*** Exercise data ***
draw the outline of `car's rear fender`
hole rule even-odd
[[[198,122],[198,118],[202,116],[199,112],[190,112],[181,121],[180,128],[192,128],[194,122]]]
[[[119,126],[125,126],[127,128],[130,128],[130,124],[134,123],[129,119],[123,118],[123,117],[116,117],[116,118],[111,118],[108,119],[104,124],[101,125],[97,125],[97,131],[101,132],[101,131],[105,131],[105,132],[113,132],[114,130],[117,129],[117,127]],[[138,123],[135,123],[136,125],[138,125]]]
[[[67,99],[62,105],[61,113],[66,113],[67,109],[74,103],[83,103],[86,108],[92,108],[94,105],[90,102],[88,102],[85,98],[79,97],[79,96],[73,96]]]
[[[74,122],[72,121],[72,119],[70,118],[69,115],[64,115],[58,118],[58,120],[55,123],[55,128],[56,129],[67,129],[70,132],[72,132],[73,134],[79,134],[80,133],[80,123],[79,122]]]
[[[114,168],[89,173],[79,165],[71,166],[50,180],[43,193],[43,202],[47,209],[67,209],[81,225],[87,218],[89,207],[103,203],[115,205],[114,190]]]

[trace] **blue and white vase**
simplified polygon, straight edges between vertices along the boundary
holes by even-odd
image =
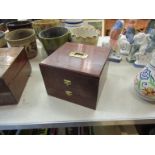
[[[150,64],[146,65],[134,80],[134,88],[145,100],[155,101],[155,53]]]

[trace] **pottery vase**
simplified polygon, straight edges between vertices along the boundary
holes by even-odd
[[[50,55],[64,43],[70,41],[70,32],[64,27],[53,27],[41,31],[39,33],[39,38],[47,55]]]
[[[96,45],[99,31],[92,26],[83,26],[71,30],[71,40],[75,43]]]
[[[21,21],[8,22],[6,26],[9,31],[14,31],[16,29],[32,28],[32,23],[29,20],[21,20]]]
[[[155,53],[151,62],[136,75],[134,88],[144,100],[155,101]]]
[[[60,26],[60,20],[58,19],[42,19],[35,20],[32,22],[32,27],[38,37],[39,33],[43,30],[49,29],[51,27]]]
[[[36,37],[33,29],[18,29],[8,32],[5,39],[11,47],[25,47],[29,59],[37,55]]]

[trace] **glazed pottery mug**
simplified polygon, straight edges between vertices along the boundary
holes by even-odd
*** End of Exercise data ***
Set down nothing but the lines from the one containing "[trace] **glazed pottery mug**" through the end of the entries above, exactly as written, both ends counted.

Result for this task |
[trace] **glazed pottery mug**
simplified polygon, straight edges between vertices along the boundary
holes by even-odd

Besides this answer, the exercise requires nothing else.